**Исходный текст**:
Мне хотелось, чтобы в наших отношениях был ровный тон. Я не претендовал на его любовь, но чувствовал, что он мне симпатизирует, и никогда не давал повода, чтобы он обиделся на меня: к старости люди часто начинают обижаться по мелочам. Когда был его последний, прижизненный, юбилей, я послал ему телеграмму. Позже, во время встречи за кулисами на очередном правительственном концерте, Рашид Меджидович сказал: «Муслимчик, спасибо тебе, я получил твою телеграмму».

**Задания**:
A) Ответьте на вопросы по исходному тексту:
(i) Что, согласно тексту, было отправлено Рашиду Меджидовичу к его последнему прижизненному юбилею?
(ii) Где состоялась встреча, на которой Рашид Меджидович поблагодарил за это?
(iii) На что, как сказано в тексте, рассказчик не претендовал?
B) Приведите продолжение исходного текста о Рашиде Меджидовиче, начиная после его последнего предложения.

**Блок данных**:
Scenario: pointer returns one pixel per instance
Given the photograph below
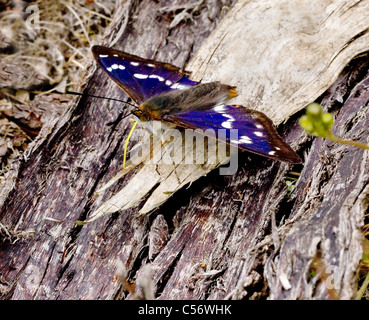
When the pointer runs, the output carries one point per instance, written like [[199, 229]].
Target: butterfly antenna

**Ответы к заданиям**:
A)
(i) Телеграмма.
(ii) За кулисами на очередном правительственном концерте.
(iii) На любовь Рашида Меджидовича.

B)
Пел он долго. И потому долго, что пел правильно: Бейбутов знал свои возможности, соответственно строил репертуар. Постановка голоса у него была блестящая. Например, в музыкальном фильме «Любимая песня» он пел арию Рудольфа из «Богемы» Пуччини, где верхнее до — крайняя теноровая нота. Бейбутов взял ее легко…

Недавно я получил от семьи Бейбутовых дорогой подарок — восстановленный фильм «Аршин мал алан» и тот самый фильм «Любимая песня», в чем-то похожий на «Музыкальную историю» с Лемешевым. Грешным делом подумал: «Сейчас, наверное, услышу не то пение, что меня в детстве потрясло. Ведь теперь-то я уже знаю, как надо петь, сам певец».

Я прослушал заново и не разочаровался — Бейбутов был Бейбутовым.

Он относился ко мне по-отечески. Журил за то, что я курю, позволяю себе выпить, советовал мне не употреблять слишком охлажденных напитков.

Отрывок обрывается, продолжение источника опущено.